** Passage to read **
========
UNITED STATES
                     SECURITIES AND EXCHANGE COMMISSION
                          Washington, D.C.  20549


                                FORM 8-K


             CURRENT REPORT PURSUANT TO SECTION 13 OR 15(D)
                OF THE SECURITIES EXCHANGE ACT OF 1934



Date of Report (Date of earliest event reported):        June 25, 2008
                                                     ____________________

Exact Name of Registrant as
  Specified in Its Charter:                  CALAMP CORP.
                                ___________________________________


        DELAWARE                     0-12182            95-3647070
____________________________      ____________        _____________
State or Other Jurisdiction of      Commission       I.R.S. Employer
Incorporation or Organization      File Number     Identification No.



Address of Principal Executive Offices:     1401 N. Rice Avenue
                                            Oxnard, CA 93030
                                         _________________________

Registrant's Telephone Number, Including
 Area Code:                                    (805) 987-9000
                                         _________________________

Former Name or Former Address,
 if Changed Since Last Report:                  Not applicable
                                         _____________________________


Check the appropriate box below if the Form 8-K filing is intended to
simultaneously satisfy the filing obligation of the registrant under any of
the following provisions:

[ ]  Written communications pursuant to Rule 425 under the Securities
     Act (17 CFR 230.425)

[ ]  Soliciting material pursuant to Rule 425 under the Exchange Act
     (17 CFR 240.14.a-12)

[ ]  Pre-commencement communications pursuant to Rule 14d-2(b) under the
     Exchange Act (17 CFR 240.14d-2(b))

[ ]  Pre-commencement communications pursuant to Rule 13e-4(c) under the
     Exchange Act (17 CFR 240.13e-4(c))

Item 4.01.  Changes in Registrant's Certifying Accountant.

     On June 25, 2008, the Board of Directors of CalAmp Corp. (the
"Company"), upon the recommendation of the Audit Committee of the Board,
approved the dismissal of KPMG LLP ("KPMG") as its independent registered
accounting firm and the engagement of Singer Lewak Greenbaum & Goldstein LLP
("SLGG") as the Company's new independent registered public accounting firm
for the fiscal year ending February 28, 2009.  SLGG was formally retained by
the Company on June 25, 2008.  During the Company's two most recent fiscal
years (which ended February 28, 2008 and 2007, respectively), and during the
subsequent period from March 1, 2008 through June 25, 2008, neither the
Company nor anyone on its behalf has consulted with SLGG regarding any of the
matters referenced in Item 304(a)(2) of Regulation S-K.

     The audit reports of KPMG on the consolidated financial statements of
the Company and subsidiaries as of and for the years ended February 28, 2008
and 2007 did not contain any adverse opinion or a disclaimer of opinion, nor
were they qualified or modified as to uncertainty, audit scope, or accounting
principles, except that the audit reports were modified to describe the
implementation of certain new accounting standards summarized as follows:

          KPMG's report on the consolidated financial statements of the
     Company and subsidiaries as of and for the year ended February 28, 2008
     contained a separate paragraph stating that "As discussed in Note 7 to
     the consolidated financial statements, effective March 1, 2007, the
     Company adopted the provisions of Financial Accounting Standard Board
     Interpretation No. 48, "Accounting for Uncertainty in Income Taxes - an
     interpretation of FASB Statement No. 109". Also, as discussed in Note 1
     to the consolidated financial statements, effective March 1, 2006, the
     Company adopted the provisions of Statement of Financial Accounting
     Standards No. 123 (revised 2004), "Share-Based Payment"."
========
A run of records:

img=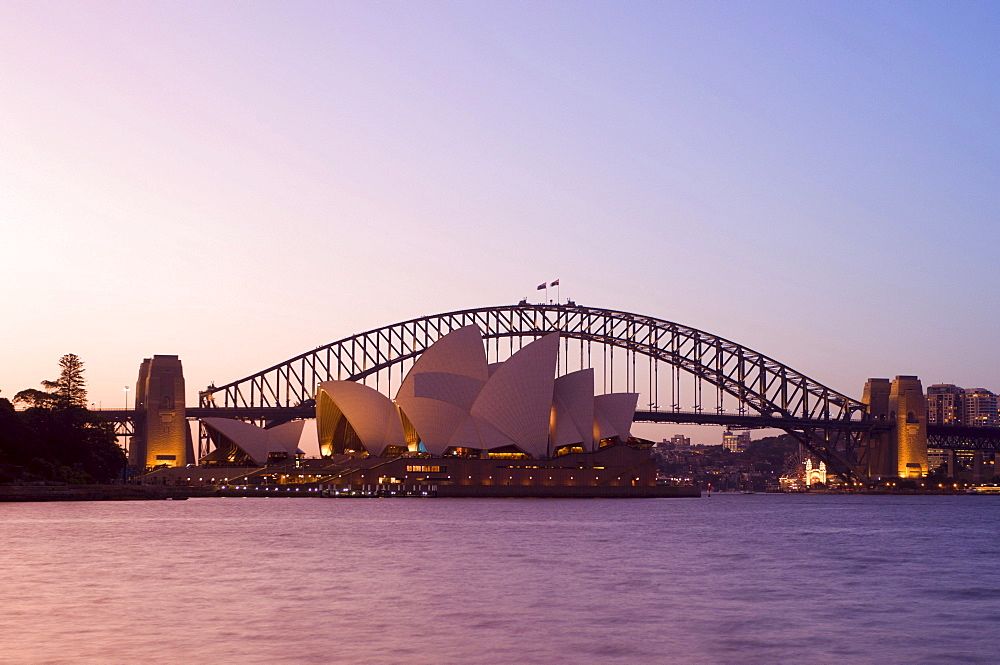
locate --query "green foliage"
[14,388,56,409]
[0,354,127,483]
[41,353,87,407]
========
** Tasks to carry out **
A) Reproduce the portion of the Form 8-K filing starting at "Check the appropriate" and ending at "(17 CFR 230.425)".
B) Carry on the Form 8-K filing about CalAmp Corp.'s change of accountant from the point where it stops.

** Answers to the exercise **
A)
Check the appropriate box below if the Form 8-K filing is intended to
simultaneously satisfy the filing obligation of the registrant under any of
the following provisions:

[ ]  Written communications pursuant to Rule 425 under the Securities
     Act (17 CFR 230.425)

B)
          KPMG's report on the consolidated financial statements of the
     Company and subsidiaries as of and for the year ended February 28, 2007
     contained a separate paragraph stating that "As discussed in Note 1 to
     the consolidated financial statements, effective March 1, 2006, the
     Company adopted the provisions of Statement of Financial Accounting
     Standards No. 123(R), "Share-Based Payment"."

     The audit reports of KPMG on the effectiveness of internal control over
financial reporting as of February 28, 2008 and management's assessment of
the effectiveness of internal control over financial reporting and the
effectiveness of internal control over financial reporting as of February 28,
2007 did not contain any adverse opinion or disclaimer of opinion, nor were
they qualified or modified as to uncertainty, audit scope, or accounting
principles, except that the audit reports did contain the following
explanatory paragraphs summarizing the impacts of the exclusion from
management's assessment of effectiveness of internal controls, certain
acquisitions made in fiscal 2007 and 2008.  Such exclusions were permitted
under the existing rules.

          KPMG's report on the effectiveness of internal control over
     financial reporting as of February 28, 2008 contained a separate
     paragraph stating that "Management excluded Aercept from its assessment
     of the effectiveness of CalAmp Corp.'s internal control over financial
     reporting as of February 28, 2008. Aercept, acquired on March 16, 2007,
     accounted for $21.1 million, or 15%, of the Company's total assets as
     of February 28, 2008, and contributed approximately $12.4 million, or
     9%, of the Company's total revenue for the year ended February 28,
     2008. Our audit of internal control over financial reporting of CalAmp
     Corp. also excluded an evaluation of the internal control over
     financial reporting of Aercept."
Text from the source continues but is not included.